Please click on the title below for better quality video and to read the full transcript from Democracy Now.
Gwynne Dyer on “Climate Wars: The Fight for Survival as the World Overheats”
Part One
Part Two
Part Three
Transcript from Democracy Now
JUAN GONZALEZ: A heat wave from Boston to Baghdad to Beijing over the past few days is setting record-breaking temperatures in cities across the world. In Beijing, the mercury level hit a near-record 105 degrees. In Baghdad it was 113 degrees. In Kuwait, 122. Here in the U.S., cities along the East Coast from New York to Charlotte all topped 100 degrees. Boston, New York, Philadelphia and Newark all set new record highs. Indeed 2010 is set to be one of the hottest years on record according to the National Oceanic and Atmospheric Association. The global average surface temperature for the first time in five months of the year was the warmest on record. Meanwhile, a new analysis says the world is headed for an average temperature rise that far exceeds pledges at the Copenhagen climate conference last year. According to the climate interactive scoreboard, temperatures are expected to rise nearly 4 degrees Celsius by the end of the century, double the maximum two degrees discussed in Copenhagen. A separate analysis from the Postdam Institute in Germany says there’s virtually no chance current pledges will keep temperatures below two degrees and predicts an increase of 3.5 degrees.
AMY GOODMAN: Well, a new book by geopolitical analyst and columnist Gwynne Dyer imagines what the politics and demographics of the world might look like if temperatures continue to rise. Dyer writes ‘In this world our worries are not just hotter summers, bigger hurricanes, rising sea levels, and polar bears swimming for their lives. We’re trying to avoid megadeaths from mass starvation and quite possibly from nuclear wars and the odds aren’t good,” he writes.The book is called “Climate Wars: The Fight for Survival as the World Overheats.” Author Gwynne Dyer, joins us here freelance journalist and specialist on international affairs and geopolitics. His written several books.
Welcome to “DEMOCRACY NOW!”
GWYNNE DYER: Thank you.
AMY GOODMAN: Can you lay out the scenario, what you could see it happen?
GWYNNE DYER: The military themselves have begun making plans and making provisions for the kind of roles they perceive themselves having in a warming world. Really what drives almost all of their scenarios is that the principal impact of warming on human beings is on the food supply. That the hotter it gets, the less food we can grow. About 1 degree Celsius average global temperature rise, you lose 10% of the supply, global grain production, rule of thumb. And there’s no slack in the system, we are eating all that we grow. And so what they see is a variety of ills arising from absolute shortage of food-–refugees coming up against borders that do not want to let them in, but you’re starving back home, their farm is dried up and blowing away. You are trying to get in some place where there is food and they do not want to let you in. It gets very ugly in that sort of border. Failed States, a government that cannot feed its own people does not survive. Job one, keep people alive. If you cannot do that, you’ve no credibility left. In some cases, real interstate wars. Because in very many parts of the world, several countries share the same river, which is fine when there is enough water to go around. When there is not, the upstream countries got a serious temptation to hold on to enough water for itself and the hell with the down Street countries. Then they have the choice of five or starve. India and Pakistan, Egypt and countries further up the Nile. Iraq vs Turkey. I think there may be a war between Iraq and Turkey today, if Iraq was not flat on its back, because the Turks are holding water back. There’s no water in the Euphrates River this year.

● **SET OF TASKS**
**A)** Name every city that the transcript says set a new record high.
**B)** According to the transcript, what share of global grain production is lost for each 1 degree Celsius rise in average global temperature?
Answer from the transcript alone.

Region labeling records
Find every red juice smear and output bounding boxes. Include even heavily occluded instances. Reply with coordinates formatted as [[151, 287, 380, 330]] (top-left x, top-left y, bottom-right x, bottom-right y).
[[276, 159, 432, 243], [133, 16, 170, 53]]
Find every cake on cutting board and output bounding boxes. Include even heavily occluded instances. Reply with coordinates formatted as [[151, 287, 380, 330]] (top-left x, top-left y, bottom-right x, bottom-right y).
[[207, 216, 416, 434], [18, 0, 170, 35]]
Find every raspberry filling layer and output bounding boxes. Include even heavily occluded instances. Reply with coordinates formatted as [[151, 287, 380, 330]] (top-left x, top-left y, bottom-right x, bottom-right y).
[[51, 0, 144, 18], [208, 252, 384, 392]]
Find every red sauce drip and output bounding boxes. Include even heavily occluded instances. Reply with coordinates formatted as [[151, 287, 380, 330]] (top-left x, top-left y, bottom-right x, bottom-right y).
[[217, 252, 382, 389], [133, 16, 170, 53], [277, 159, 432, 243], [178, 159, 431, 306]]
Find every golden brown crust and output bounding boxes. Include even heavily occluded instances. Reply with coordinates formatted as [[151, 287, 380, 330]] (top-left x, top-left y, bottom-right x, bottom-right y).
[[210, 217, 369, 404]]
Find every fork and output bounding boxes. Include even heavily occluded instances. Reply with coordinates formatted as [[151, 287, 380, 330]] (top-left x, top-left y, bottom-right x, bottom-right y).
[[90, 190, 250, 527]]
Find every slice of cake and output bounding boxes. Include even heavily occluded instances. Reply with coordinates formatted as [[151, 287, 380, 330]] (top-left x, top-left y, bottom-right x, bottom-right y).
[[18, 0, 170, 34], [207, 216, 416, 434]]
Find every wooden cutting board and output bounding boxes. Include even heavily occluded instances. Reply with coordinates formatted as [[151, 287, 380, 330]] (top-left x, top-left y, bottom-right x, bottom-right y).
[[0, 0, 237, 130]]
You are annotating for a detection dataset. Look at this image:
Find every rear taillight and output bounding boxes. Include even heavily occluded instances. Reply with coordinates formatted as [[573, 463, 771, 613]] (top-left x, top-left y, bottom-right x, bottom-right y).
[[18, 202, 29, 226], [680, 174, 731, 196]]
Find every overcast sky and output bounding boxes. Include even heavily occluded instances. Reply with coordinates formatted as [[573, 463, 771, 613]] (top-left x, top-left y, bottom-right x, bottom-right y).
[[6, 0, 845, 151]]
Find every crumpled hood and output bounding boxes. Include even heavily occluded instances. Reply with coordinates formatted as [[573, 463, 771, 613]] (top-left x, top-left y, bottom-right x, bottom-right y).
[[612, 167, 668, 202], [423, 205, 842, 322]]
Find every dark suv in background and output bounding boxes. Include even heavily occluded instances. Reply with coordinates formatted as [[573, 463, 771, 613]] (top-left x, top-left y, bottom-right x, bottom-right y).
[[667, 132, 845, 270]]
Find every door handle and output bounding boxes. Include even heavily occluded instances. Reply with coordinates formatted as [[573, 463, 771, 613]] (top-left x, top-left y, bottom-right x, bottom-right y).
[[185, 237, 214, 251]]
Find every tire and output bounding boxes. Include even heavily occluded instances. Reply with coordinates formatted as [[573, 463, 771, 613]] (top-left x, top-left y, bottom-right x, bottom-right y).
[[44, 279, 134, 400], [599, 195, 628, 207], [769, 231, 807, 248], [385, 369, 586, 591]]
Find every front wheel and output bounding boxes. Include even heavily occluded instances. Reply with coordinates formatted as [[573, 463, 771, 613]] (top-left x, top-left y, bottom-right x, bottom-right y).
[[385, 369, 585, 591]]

● **ANSWER SET**
**A)** Boston, New York, Philadelphia and Newark

**B)** About 10% of global grain production.